• _WHAT YOU WILL DO_: What's required is a verbatim printout of all the data.

[Extracted data entries]
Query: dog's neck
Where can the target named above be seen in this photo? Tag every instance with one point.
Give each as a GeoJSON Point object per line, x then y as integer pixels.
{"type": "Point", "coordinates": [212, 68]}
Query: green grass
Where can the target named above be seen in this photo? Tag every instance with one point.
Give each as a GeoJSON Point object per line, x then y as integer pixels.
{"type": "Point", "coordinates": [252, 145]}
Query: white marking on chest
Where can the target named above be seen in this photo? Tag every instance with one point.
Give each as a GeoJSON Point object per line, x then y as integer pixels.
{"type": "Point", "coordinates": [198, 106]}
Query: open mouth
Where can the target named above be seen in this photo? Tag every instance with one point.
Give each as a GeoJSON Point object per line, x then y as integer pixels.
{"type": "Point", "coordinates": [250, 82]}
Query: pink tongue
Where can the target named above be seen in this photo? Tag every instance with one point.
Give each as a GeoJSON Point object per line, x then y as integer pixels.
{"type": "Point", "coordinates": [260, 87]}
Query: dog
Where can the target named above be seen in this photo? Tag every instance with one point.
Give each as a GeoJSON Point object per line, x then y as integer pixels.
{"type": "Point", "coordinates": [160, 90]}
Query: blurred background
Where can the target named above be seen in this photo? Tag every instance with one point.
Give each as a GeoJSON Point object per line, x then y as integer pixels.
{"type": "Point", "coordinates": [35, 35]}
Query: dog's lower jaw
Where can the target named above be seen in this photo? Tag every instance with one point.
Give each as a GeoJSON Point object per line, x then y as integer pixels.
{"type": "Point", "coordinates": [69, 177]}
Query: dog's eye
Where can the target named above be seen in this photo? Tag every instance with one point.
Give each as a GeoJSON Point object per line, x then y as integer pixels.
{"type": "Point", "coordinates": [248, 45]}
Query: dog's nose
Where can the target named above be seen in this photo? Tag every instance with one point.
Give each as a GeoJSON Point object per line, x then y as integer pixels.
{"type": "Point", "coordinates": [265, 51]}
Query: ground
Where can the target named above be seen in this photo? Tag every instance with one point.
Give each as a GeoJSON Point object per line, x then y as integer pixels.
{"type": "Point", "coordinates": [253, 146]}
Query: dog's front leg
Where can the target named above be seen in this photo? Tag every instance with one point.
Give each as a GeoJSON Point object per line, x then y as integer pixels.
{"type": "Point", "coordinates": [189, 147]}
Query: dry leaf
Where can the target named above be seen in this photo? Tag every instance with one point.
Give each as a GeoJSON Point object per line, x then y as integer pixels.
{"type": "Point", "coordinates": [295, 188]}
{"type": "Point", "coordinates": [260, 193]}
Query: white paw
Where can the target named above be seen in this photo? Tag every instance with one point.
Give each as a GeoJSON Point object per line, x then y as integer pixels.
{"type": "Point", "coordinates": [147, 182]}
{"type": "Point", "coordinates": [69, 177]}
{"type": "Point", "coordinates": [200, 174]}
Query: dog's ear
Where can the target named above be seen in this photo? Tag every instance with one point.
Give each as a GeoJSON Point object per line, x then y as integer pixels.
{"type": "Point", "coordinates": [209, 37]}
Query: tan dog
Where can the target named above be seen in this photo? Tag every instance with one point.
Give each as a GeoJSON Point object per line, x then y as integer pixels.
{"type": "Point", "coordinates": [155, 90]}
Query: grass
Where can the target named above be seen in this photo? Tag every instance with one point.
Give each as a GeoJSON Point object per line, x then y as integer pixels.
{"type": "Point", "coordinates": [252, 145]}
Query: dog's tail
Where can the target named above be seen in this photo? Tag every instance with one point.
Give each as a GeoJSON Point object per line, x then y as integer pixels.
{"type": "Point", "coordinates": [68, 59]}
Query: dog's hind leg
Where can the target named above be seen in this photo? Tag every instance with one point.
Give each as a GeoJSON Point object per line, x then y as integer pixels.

• _RESPONSE TO THIS EXERCISE_:
Query: dog's neck
Where can the target named above be seen in this photo? Tag every instance with one point.
Give each as a GeoJSON Point object per line, x then y as integer pixels.
{"type": "Point", "coordinates": [212, 68]}
Query: green grass
Where can the target named above be seen in this photo? Tag every instance with one point.
Give each as a GeoJSON Point object per line, x then y as integer pixels.
{"type": "Point", "coordinates": [252, 145]}
Query: white marking on chest
Where can the target named above be seen in this photo? Tag every instance with one point.
Give each as a GeoJSON Point object per line, x then y as integer pixels.
{"type": "Point", "coordinates": [198, 106]}
Query: open mouth
Where can the target named above be seen in this photo? Tag every instance with one point.
Give each as a GeoJSON Point object per line, x then y as integer pixels.
{"type": "Point", "coordinates": [250, 82]}
Query: pink tongue
Where can the target named above be seen in this photo? Tag every instance with one point.
Give each as a GeoJSON Point object per line, x then y as integer pixels.
{"type": "Point", "coordinates": [260, 87]}
Query: dog
Where can the target named above be seen in this photo? Tag every instance with one point.
Give each as a GeoJSON Point object per line, x then y as integer pixels.
{"type": "Point", "coordinates": [160, 90]}
Query: blurred background
Where can the target named above be seen in this photo? Tag every instance with one point.
Give each as a GeoJSON Point object per line, x then y as integer pixels.
{"type": "Point", "coordinates": [35, 35]}
Query: dog's lower jaw
Where can the target named above be seen in this photo? Tag every instance with one point.
Give each as a GeoJSON Point object per line, x then y as integer pixels.
{"type": "Point", "coordinates": [69, 177]}
Query: dog's eye
Where can the target named above be seen in this photo? Tag every instance with one point.
Give each as a GeoJSON Point object per line, x then y as integer pixels.
{"type": "Point", "coordinates": [248, 45]}
Query: dog's nose
Where can the target named above be seen in this photo? Tag every instance with one point.
Give each as a GeoJSON Point object per line, x then y as integer pixels.
{"type": "Point", "coordinates": [265, 51]}
Query: ground
Where can the target named above be seen in this photo? Tag every instance with one point.
Give each as a GeoJSON Point object per line, x then y as integer pixels.
{"type": "Point", "coordinates": [253, 146]}
Query: dog's front leg
Where can the target named above be seen in this photo? Tag every instance with one point.
Give each as a GeoJSON Point object per line, x then y as integer pixels.
{"type": "Point", "coordinates": [189, 147]}
Query: dry leaf
Where can the target named above be seen in this photo? Tag every instance with one point.
Give each as a GeoJSON Point object per line, x then y as integer pixels.
{"type": "Point", "coordinates": [295, 188]}
{"type": "Point", "coordinates": [260, 193]}
Query: white paw
Where can the target named above be seen in this photo? Tag every instance with one point.
Give each as a GeoJSON Point object per line, x then y as integer pixels.
{"type": "Point", "coordinates": [147, 182]}
{"type": "Point", "coordinates": [69, 177]}
{"type": "Point", "coordinates": [200, 174]}
Query: dog's ear
Where can the target named above be seen in this photo? Tag every instance with one point.
Give each as a GeoJSON Point object per line, x then y as integer pixels.
{"type": "Point", "coordinates": [209, 37]}
Query: tan dog
Where can the target named above be seen in this photo? Tag every instance with one point.
Give each as a GeoJSON Point object per line, x then y as integer pixels.
{"type": "Point", "coordinates": [155, 90]}
Query: grass
Where can the target named above be seen in this photo? Tag every instance with one point.
Give each as a GeoJSON Point object per line, x then y as integer pixels.
{"type": "Point", "coordinates": [252, 145]}
Query: dog's tail
Where can the target named above be seen in this photo? Tag every instance with one point.
Give each as a GeoJSON Point object per line, x then y as integer pixels.
{"type": "Point", "coordinates": [68, 59]}
Query: dog's hind leg
Where can the target named above be seen in this photo? Tag every instance with one point.
Give each as a GeoJSON Point object per line, x then y as integer pixels.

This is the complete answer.